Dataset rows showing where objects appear
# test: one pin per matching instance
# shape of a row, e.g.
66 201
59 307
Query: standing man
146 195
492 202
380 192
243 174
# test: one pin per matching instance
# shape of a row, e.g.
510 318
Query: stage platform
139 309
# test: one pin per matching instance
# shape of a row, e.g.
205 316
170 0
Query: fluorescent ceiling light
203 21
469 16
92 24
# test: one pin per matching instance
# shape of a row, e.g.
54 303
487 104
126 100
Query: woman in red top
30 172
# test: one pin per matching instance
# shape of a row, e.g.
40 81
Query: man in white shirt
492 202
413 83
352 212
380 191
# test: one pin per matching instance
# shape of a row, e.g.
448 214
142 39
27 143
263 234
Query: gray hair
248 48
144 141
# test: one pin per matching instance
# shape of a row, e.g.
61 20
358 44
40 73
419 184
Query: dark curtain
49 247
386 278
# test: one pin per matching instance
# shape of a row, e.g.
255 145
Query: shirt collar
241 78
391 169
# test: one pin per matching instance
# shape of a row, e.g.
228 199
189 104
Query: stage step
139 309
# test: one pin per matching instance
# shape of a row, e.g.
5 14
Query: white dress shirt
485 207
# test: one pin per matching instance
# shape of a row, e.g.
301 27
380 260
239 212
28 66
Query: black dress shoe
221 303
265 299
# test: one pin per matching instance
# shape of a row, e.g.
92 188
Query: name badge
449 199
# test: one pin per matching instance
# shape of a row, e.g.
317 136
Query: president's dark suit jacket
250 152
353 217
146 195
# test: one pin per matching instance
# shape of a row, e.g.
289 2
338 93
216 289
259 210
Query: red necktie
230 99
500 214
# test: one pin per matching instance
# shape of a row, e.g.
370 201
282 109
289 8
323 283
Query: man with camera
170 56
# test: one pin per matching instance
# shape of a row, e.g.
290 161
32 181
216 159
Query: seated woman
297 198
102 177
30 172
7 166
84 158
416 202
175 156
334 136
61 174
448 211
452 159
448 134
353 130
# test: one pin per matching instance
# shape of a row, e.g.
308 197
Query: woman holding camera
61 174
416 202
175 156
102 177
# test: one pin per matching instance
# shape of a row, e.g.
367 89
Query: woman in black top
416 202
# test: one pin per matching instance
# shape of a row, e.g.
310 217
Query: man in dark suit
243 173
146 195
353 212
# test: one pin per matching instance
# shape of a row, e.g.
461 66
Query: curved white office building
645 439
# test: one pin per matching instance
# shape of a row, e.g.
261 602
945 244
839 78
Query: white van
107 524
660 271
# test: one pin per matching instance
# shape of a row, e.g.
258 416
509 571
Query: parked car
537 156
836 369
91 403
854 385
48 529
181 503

TASK DESCRIPTION - Count the lines in the records above that contain the string "white". Reply with the number alone.

SOLVED EXERCISE - 4